Short exercise - Locate every line in the records below that contains the word "sunflower" and copy each of those lines. Matching is case-sensitive.

The input -
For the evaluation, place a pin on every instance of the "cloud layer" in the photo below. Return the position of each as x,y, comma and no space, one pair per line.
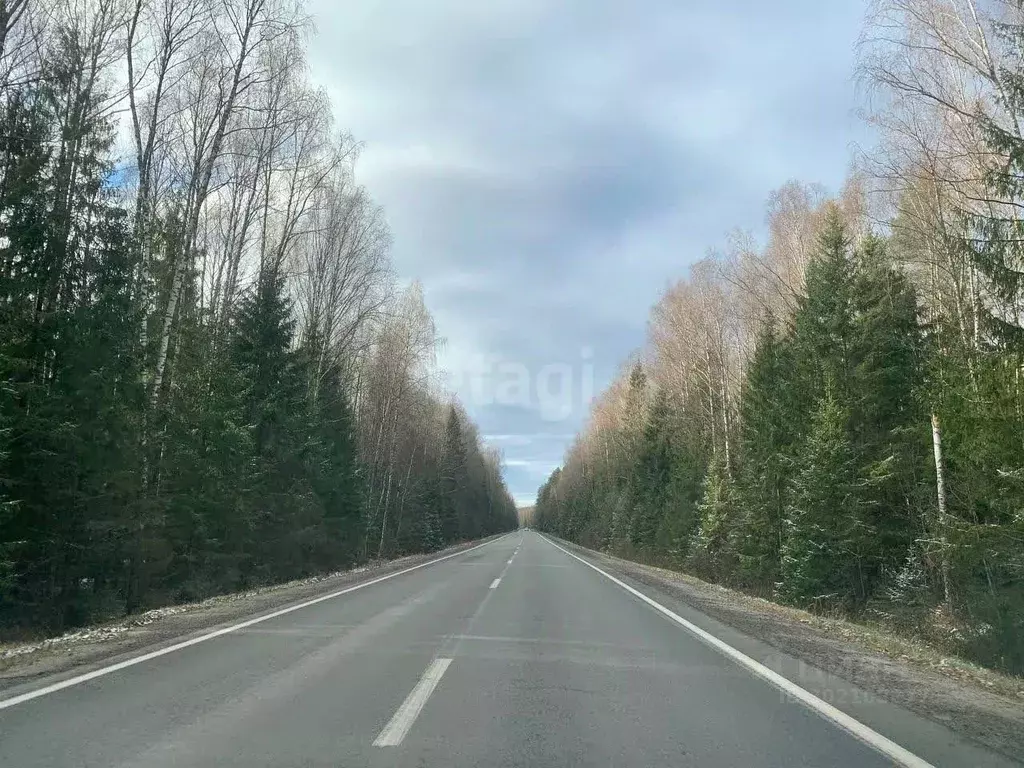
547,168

...

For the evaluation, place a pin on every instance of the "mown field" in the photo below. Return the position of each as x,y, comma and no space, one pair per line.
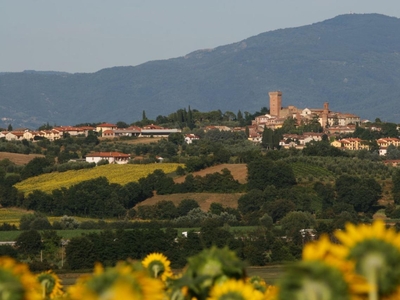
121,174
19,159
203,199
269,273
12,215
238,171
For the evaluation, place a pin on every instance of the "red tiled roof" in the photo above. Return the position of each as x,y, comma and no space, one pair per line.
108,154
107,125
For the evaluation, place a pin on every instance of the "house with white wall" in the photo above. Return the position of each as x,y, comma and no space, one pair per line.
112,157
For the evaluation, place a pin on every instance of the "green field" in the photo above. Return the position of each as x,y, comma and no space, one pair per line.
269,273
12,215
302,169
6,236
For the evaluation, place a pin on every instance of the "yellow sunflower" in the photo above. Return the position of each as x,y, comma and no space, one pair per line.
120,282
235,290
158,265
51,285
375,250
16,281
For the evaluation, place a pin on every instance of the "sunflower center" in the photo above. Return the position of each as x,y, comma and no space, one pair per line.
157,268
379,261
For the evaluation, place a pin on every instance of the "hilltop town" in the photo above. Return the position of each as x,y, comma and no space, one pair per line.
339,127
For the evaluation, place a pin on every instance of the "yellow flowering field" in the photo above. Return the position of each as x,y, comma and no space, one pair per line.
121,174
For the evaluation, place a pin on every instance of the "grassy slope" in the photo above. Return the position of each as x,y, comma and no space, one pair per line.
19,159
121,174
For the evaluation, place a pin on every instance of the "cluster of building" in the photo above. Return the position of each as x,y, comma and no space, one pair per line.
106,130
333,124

Result of the exercise -
For the evaluation, place a pin on every instance of the "yellow sunflower" in the photo above. Return the position of each as x,y, comma and no space, one pair per line.
For the evaluation, place a pin on every instance of the "sunflower center" in the photo above. Return the position of each as x,y, comma and no space, one pair per line.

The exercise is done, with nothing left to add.